▶ [Page extract]:

======

From: John McWilliams on
David J Taylor wrote:
> ray wrote:
> []
>> Since, as I understand it, a RAW file is basically a dump of the
>> sensor data, you can't do any better than that. Theoretical
>> limitations are one thing - practical applications are another.
>
> However, the simple statement that "RAW is 12-bit and JPEG is 8-bit, so
> JPEG can't have the same dynamic range" is incorrect, and that's what the
> maths showed.


I certainly never said nor implied the above! What I said was:

The dynamic range of a JPEG cannot be greater than the RAW file from
which it's produced, unless it's a matter of poor processing of said RAW.

--
John McWilliams
From: David J Taylor on
John McWilliams wrote:
> David J Taylor wrote:
>> ray wrote:
>> []
>>> Since, as I understand it, a RAW file is basically a dump of the
>>> sensor data, you can't do any better than that. Theoretical
>>> limitations are one thing - practical applications are another.

======

[Stored items]
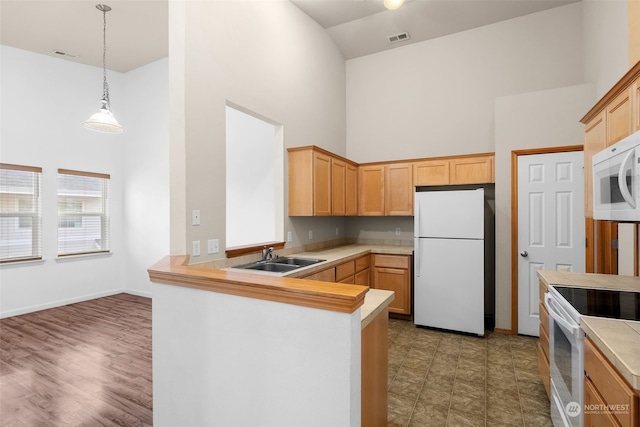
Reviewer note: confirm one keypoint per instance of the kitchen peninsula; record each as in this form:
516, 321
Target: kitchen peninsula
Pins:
236, 348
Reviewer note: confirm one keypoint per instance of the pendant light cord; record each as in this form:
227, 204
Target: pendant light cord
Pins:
105, 85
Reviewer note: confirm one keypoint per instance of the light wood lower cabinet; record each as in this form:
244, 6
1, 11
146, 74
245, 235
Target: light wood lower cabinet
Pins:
604, 386
374, 367
393, 273
543, 343
363, 271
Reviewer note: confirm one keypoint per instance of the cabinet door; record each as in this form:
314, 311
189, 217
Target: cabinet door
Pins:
300, 182
321, 184
371, 184
596, 418
396, 280
338, 187
399, 189
472, 170
345, 271
431, 172
594, 141
619, 117
351, 190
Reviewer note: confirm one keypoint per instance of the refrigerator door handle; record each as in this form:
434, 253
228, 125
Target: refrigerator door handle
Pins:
417, 256
417, 217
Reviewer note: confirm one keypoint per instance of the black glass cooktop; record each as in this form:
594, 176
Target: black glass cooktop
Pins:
602, 302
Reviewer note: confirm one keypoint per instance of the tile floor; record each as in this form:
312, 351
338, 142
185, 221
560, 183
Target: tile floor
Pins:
446, 379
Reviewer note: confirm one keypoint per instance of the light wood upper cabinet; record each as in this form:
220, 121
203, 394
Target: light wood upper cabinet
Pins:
594, 141
371, 189
386, 189
351, 190
431, 172
472, 170
399, 189
321, 183
620, 116
338, 187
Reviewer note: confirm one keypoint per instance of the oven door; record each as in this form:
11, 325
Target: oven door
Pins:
566, 348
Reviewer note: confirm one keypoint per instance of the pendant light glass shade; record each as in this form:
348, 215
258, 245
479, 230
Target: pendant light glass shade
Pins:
393, 4
103, 120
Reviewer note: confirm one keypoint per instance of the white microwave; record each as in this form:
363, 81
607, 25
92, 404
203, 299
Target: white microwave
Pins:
616, 181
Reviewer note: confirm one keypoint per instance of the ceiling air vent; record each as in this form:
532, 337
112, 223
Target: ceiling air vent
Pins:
58, 52
398, 37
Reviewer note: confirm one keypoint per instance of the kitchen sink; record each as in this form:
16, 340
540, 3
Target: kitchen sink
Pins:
302, 262
272, 266
280, 264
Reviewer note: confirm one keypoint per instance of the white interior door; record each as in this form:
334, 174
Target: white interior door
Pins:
550, 225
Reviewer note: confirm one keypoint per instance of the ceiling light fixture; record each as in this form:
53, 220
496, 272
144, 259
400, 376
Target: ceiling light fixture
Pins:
103, 120
393, 4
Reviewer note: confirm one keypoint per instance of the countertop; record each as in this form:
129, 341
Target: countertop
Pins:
619, 340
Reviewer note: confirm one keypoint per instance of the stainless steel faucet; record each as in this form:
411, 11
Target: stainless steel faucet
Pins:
267, 253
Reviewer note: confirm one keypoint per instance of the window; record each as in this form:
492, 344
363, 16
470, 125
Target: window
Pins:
20, 213
83, 212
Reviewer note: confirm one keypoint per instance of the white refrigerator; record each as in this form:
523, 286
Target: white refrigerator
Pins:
449, 260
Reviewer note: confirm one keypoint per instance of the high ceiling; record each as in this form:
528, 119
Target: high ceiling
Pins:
137, 30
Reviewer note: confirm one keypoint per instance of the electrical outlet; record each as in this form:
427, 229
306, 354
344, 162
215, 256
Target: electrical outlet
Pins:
213, 246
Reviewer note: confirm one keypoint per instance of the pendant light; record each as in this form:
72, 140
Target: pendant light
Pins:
103, 120
393, 4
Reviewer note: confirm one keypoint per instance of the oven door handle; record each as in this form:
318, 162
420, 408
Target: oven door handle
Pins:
556, 312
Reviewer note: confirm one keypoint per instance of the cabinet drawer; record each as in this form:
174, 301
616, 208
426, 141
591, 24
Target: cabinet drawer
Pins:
543, 368
613, 389
345, 270
391, 261
363, 263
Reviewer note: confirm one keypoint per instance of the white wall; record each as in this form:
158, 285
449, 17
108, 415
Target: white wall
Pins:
436, 98
606, 43
269, 58
146, 173
275, 365
44, 100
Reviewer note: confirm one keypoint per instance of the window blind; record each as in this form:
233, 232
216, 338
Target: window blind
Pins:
20, 213
83, 212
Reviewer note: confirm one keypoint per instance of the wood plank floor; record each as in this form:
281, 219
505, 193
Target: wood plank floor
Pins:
82, 364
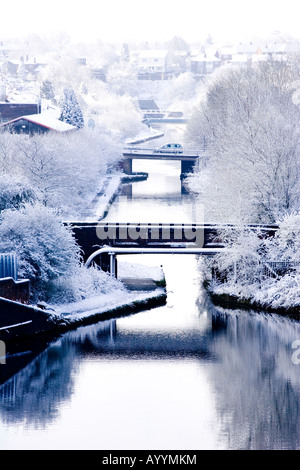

======

▶ [What this exercise asks]:
A) Answer these questions about the thread:
(i) According to the post quoted from ray, what is a RAW file basically?
(ii) In the statement David J Taylor calls incorrect, what bit depths are given for RAW and for JPEG?
(iii) What exception does John McWilliams give to his claim about the dynamic range of a JPEG?
B) Reproduce word for word the part of the thread that opens with the words containing "I certainly never" and closes with "of said RAW.".
The entries aren't needed for any of this.

▶ [Solutions to the exercise]:
A)
(i) A dump of the sensor data.
(ii) RAW is 12-bit and JPEG is 8-bit.
(iii) Poor processing of the RAW file from which the JPEG is produced.

B)
I certainly never said nor implied the above! What I said was:

The dynamic range of a JPEG cannot be greater than the RAW file from
which it's produced, unless it's a matter of poor processing of said RAW.